GIVEN DATA
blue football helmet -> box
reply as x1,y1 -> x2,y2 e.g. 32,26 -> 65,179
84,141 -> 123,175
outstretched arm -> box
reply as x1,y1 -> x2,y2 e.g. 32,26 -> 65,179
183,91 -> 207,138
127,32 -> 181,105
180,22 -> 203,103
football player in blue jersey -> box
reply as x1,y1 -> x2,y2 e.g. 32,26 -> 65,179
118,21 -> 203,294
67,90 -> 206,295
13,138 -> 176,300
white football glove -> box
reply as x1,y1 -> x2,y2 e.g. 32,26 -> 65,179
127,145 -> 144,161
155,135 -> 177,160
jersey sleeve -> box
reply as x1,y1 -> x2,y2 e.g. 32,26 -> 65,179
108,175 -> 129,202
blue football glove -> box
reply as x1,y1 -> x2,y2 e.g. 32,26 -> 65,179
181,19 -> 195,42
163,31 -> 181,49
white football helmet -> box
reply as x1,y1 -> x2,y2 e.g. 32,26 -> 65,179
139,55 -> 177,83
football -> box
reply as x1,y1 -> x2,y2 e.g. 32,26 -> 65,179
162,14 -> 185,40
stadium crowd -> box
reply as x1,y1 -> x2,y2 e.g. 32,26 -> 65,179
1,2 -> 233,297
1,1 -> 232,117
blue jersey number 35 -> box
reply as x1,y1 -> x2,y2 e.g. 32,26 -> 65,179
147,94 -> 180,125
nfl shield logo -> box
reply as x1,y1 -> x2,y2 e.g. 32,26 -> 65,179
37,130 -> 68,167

WORK REQUIRED
In the records shown above, how many lines include the word "glove"? Answer with the number only.

RESULT OF THIS EXERCISE
2